— TASK DESCRIPTION —
The span to repeat in the listing below runs from the line containing "box: [0, 882, 146, 960]" to the line containing "919L127 883L99 914L96", inclusive. Repeat it exactly, and only it.

■ ■ ■ ■ ■

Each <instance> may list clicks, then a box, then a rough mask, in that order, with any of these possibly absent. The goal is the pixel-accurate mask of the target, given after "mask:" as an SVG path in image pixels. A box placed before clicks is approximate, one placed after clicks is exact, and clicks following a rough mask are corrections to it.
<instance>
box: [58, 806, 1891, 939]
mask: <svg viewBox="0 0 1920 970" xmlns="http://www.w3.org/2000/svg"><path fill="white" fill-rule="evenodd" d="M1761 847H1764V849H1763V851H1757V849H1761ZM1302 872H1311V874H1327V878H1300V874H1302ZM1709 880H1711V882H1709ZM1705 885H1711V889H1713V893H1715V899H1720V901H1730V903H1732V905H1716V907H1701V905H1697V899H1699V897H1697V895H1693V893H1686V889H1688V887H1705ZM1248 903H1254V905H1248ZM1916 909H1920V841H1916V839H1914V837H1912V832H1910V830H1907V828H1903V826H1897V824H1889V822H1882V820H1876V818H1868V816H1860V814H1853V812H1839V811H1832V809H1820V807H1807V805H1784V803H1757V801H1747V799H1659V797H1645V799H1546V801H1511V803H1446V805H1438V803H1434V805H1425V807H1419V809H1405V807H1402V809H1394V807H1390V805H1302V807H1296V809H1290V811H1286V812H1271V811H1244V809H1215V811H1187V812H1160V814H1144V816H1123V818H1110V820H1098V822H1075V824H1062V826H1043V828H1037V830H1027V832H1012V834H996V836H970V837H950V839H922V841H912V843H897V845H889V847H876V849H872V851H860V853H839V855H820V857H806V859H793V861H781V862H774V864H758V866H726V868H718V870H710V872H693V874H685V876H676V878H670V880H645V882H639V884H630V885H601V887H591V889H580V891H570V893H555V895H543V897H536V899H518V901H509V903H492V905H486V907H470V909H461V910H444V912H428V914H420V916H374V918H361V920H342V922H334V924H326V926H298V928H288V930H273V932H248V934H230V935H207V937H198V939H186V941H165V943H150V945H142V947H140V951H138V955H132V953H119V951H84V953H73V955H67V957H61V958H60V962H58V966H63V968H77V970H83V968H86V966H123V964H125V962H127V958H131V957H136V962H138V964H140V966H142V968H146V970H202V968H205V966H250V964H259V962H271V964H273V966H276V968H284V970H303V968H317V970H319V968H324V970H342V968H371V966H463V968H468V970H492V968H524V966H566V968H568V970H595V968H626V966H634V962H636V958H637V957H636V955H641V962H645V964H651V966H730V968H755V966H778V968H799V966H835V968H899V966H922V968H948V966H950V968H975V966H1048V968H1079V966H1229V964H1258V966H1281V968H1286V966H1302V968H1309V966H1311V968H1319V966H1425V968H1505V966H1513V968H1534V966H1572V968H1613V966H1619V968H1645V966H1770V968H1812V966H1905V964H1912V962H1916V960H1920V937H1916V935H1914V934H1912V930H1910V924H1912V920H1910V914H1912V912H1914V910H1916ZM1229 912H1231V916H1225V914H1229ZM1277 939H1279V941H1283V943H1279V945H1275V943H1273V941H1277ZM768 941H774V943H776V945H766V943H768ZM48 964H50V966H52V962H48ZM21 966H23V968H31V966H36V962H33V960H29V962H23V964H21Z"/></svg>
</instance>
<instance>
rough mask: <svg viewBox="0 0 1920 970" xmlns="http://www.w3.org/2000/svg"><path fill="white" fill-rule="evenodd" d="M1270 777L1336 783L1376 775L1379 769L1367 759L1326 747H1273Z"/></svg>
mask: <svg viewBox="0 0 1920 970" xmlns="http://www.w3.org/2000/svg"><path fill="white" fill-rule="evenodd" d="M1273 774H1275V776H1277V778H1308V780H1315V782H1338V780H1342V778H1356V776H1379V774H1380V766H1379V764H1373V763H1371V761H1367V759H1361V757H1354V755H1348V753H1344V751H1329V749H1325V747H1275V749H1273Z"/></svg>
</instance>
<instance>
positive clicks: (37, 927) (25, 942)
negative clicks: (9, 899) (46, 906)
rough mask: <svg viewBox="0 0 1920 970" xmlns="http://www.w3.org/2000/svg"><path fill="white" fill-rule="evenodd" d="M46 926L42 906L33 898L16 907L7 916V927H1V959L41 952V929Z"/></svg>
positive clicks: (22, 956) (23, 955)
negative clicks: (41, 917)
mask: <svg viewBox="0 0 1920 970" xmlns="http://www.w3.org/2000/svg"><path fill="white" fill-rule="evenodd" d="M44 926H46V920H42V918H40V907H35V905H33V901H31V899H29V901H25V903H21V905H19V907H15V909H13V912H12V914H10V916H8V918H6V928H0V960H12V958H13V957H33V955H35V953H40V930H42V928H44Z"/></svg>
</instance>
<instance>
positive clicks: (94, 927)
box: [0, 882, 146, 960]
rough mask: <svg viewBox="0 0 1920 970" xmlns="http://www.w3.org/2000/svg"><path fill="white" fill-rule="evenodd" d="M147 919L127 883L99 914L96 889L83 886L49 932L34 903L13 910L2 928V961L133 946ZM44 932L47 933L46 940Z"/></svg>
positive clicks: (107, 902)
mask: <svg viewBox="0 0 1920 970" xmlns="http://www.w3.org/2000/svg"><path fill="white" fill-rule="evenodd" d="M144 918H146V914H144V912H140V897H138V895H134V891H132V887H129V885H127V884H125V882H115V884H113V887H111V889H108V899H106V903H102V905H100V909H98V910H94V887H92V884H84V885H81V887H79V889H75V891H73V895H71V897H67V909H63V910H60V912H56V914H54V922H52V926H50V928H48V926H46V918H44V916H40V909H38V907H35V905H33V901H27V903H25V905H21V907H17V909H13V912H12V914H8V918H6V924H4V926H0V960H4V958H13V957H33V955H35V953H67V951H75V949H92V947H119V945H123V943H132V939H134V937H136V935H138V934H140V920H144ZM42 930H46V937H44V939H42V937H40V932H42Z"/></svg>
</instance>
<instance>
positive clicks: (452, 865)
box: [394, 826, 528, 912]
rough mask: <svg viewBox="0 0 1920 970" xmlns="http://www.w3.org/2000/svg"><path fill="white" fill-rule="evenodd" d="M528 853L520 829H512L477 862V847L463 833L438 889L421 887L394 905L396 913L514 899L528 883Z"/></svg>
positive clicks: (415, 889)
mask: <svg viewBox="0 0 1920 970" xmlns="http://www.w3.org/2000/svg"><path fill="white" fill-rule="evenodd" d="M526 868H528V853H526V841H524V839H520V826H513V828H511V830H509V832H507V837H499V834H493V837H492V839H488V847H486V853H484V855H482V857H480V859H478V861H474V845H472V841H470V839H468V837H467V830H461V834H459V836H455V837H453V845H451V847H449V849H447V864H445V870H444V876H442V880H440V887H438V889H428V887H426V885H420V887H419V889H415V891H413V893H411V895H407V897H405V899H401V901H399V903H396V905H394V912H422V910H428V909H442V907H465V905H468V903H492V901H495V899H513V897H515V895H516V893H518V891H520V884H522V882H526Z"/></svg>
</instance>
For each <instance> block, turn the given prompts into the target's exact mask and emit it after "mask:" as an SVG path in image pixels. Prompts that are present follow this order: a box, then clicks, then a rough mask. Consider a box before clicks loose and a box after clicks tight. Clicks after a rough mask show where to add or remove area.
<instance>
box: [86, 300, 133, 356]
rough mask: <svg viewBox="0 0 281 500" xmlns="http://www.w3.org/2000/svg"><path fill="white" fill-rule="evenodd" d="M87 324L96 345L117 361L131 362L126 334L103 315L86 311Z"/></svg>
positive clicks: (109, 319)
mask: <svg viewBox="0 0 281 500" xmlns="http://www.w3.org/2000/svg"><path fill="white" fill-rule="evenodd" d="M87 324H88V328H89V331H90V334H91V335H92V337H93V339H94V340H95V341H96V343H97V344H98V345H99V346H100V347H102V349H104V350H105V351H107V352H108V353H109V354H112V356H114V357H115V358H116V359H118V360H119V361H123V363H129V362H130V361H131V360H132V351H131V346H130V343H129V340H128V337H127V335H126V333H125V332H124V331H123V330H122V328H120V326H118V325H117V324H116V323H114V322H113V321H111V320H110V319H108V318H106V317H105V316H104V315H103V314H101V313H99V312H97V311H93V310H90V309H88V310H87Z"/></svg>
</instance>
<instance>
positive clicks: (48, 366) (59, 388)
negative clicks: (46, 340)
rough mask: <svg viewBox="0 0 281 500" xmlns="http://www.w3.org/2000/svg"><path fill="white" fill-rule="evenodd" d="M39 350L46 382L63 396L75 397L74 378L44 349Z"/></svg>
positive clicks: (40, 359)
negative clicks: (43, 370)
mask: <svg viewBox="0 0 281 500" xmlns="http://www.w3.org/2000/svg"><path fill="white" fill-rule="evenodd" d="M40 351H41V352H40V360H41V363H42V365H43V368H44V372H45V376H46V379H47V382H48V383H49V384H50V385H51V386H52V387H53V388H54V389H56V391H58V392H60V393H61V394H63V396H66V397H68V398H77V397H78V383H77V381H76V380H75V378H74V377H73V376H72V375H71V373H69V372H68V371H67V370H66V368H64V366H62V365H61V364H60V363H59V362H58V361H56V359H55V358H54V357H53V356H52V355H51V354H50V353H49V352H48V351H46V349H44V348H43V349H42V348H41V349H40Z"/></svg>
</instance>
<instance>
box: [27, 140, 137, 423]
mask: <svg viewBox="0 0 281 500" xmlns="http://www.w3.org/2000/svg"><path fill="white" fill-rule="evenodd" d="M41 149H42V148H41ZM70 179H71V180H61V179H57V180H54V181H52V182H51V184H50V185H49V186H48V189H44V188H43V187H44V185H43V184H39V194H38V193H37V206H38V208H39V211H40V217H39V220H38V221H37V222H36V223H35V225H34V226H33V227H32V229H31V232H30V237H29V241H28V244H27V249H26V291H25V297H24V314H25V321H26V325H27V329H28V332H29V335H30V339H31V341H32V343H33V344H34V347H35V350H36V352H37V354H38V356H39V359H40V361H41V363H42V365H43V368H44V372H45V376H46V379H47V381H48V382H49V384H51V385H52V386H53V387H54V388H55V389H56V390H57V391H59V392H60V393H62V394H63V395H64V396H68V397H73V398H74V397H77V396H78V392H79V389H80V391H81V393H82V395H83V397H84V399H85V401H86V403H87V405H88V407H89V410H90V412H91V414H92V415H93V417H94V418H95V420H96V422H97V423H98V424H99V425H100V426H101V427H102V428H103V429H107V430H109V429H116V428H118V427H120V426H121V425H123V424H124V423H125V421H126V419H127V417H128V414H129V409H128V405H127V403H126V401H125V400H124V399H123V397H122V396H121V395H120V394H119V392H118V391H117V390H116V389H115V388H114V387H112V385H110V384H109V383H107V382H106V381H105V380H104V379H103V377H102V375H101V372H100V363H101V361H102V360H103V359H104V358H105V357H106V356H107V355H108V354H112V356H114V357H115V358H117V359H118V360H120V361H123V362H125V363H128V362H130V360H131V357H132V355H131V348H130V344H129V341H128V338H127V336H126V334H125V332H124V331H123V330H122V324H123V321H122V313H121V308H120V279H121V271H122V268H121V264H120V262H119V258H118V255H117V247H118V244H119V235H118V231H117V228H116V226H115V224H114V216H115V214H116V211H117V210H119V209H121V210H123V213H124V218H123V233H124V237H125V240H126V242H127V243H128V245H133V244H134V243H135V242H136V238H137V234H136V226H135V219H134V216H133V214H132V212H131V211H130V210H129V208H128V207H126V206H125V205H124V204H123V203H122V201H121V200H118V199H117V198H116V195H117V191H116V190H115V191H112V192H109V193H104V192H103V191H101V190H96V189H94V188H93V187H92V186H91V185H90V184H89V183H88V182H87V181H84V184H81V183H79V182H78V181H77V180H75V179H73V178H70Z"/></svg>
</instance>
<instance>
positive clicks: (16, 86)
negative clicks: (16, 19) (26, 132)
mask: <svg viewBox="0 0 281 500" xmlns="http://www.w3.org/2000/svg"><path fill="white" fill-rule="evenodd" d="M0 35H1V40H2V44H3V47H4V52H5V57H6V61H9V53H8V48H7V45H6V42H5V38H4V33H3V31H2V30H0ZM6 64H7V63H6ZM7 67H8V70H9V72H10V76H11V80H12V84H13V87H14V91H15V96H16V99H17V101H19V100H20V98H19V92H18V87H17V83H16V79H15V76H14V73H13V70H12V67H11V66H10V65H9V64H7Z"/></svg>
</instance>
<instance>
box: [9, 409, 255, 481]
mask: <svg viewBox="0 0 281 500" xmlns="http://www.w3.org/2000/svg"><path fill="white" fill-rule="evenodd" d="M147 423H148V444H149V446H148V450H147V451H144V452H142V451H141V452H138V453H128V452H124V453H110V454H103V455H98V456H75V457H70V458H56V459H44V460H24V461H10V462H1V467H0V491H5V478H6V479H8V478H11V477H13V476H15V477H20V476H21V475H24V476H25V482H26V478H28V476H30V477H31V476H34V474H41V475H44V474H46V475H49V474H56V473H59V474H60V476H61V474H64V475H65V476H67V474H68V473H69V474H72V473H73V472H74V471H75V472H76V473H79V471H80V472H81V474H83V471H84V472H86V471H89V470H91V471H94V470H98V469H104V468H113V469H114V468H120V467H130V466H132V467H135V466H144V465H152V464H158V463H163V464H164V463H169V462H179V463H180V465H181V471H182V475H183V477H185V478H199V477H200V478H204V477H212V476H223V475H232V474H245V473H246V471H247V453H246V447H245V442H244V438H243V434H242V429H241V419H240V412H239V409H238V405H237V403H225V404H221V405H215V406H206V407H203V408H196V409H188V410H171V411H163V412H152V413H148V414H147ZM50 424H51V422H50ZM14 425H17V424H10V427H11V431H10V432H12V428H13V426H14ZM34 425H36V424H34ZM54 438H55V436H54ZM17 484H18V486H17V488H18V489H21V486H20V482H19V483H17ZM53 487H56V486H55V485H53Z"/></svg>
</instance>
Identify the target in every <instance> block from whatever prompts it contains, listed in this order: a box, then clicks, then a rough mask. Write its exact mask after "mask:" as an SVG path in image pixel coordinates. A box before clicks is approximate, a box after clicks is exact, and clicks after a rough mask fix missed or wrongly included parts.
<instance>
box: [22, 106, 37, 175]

■ ■ ■ ■ ■

— YOUR SOLUTION —
box: [0, 882, 146, 960]
rough mask: <svg viewBox="0 0 1920 970" xmlns="http://www.w3.org/2000/svg"><path fill="white" fill-rule="evenodd" d="M147 919L127 883L99 914L96 889L83 886L49 932L34 903L13 910L2 928V961L133 946ZM44 932L47 933L46 940Z"/></svg>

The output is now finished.